● What needs to be done: Would you set down the lines running from the one that holds "Where can the racket grip" to the final line of the listing, both included, exactly and with no others?

----- Entries shown

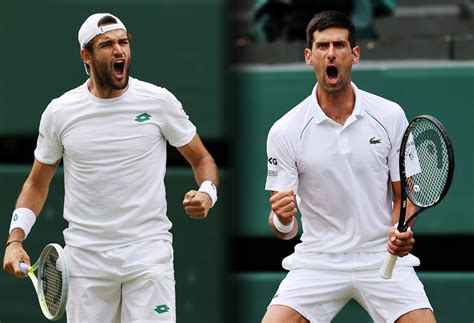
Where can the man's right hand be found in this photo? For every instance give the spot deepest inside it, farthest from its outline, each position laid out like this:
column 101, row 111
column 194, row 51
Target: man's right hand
column 14, row 254
column 283, row 204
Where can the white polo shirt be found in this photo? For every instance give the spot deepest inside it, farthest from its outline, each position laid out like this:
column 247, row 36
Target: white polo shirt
column 114, row 155
column 342, row 176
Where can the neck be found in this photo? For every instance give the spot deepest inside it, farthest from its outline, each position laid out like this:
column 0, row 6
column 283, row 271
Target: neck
column 337, row 106
column 103, row 92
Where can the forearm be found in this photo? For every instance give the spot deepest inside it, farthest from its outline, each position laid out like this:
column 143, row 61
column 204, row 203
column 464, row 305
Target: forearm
column 206, row 169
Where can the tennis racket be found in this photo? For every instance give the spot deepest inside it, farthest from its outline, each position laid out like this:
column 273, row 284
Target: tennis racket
column 51, row 282
column 426, row 170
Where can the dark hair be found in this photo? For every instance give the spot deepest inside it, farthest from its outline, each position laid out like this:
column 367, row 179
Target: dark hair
column 330, row 19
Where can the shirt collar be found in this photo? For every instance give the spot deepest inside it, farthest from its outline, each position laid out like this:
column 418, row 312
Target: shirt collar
column 320, row 116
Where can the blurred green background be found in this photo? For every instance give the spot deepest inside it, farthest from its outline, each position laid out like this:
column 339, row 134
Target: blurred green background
column 184, row 46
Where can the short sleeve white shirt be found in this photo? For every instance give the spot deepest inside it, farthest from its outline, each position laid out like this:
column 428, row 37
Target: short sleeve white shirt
column 114, row 156
column 341, row 174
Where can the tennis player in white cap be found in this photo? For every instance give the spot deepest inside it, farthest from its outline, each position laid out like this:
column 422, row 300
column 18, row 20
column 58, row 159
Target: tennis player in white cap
column 111, row 133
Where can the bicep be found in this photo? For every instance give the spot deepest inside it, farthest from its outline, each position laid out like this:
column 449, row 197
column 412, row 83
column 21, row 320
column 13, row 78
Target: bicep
column 42, row 174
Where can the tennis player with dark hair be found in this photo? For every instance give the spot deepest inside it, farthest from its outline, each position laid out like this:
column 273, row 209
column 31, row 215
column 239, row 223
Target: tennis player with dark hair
column 111, row 133
column 335, row 157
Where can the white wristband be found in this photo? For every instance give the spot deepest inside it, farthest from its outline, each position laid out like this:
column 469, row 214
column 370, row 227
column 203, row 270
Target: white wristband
column 282, row 227
column 24, row 219
column 209, row 188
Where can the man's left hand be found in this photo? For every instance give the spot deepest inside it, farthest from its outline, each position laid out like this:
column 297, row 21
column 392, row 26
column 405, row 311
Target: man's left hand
column 400, row 243
column 197, row 204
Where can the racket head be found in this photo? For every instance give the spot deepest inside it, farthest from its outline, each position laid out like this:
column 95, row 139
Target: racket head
column 53, row 281
column 426, row 163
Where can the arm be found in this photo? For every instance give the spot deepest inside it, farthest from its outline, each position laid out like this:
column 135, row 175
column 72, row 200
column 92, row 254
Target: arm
column 32, row 196
column 196, row 203
column 283, row 207
column 400, row 243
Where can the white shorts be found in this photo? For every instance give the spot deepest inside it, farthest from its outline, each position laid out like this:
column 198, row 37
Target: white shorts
column 129, row 284
column 319, row 295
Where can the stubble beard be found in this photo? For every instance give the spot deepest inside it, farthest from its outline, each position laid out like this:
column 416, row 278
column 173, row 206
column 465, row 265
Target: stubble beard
column 104, row 78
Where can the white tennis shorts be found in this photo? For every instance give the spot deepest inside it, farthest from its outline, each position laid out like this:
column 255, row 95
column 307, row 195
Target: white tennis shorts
column 319, row 295
column 134, row 283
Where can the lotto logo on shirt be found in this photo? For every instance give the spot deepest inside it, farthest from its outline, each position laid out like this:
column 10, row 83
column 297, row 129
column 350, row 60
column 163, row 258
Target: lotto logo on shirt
column 273, row 161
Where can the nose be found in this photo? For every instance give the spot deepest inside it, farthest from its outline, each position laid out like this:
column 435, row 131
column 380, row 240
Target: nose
column 118, row 50
column 331, row 53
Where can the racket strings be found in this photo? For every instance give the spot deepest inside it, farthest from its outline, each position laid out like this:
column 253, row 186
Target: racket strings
column 52, row 282
column 427, row 154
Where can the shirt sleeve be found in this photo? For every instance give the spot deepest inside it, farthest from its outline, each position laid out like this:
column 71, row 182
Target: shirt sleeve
column 177, row 128
column 48, row 147
column 400, row 125
column 282, row 172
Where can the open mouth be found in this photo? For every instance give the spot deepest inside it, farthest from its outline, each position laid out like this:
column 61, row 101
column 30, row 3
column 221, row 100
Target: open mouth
column 119, row 68
column 332, row 72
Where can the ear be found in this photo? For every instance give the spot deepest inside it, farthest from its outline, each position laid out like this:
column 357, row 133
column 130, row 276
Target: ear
column 86, row 56
column 307, row 56
column 355, row 55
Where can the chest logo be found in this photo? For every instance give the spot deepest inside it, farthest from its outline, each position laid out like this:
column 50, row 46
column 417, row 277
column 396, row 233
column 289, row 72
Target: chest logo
column 374, row 141
column 142, row 117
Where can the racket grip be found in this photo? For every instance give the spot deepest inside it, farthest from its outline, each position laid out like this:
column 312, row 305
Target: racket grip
column 387, row 267
column 24, row 267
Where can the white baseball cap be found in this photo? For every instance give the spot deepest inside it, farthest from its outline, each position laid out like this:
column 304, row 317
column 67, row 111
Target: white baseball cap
column 90, row 28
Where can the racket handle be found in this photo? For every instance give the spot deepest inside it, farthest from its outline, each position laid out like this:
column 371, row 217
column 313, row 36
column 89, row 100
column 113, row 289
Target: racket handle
column 387, row 267
column 24, row 267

----------

● Written reply:
Where can the racket grip be found in this photo? For every instance give the spot deepest inside it, farthest from its outline, each position laid out like this:
column 312, row 305
Target: racket grip
column 387, row 267
column 24, row 267
Where can the white baseball cap be found in this photo? For every instance give the spot deepest inside it, farthest from its outline, each position laid out like this:
column 304, row 317
column 67, row 111
Target: white baseball cap
column 90, row 28
Where can the racket handle be found in this photo? For every instance give the spot deepest inside it, farthest from its outline, each position laid out like this:
column 371, row 217
column 313, row 36
column 89, row 100
column 113, row 289
Target: racket handle
column 387, row 267
column 24, row 267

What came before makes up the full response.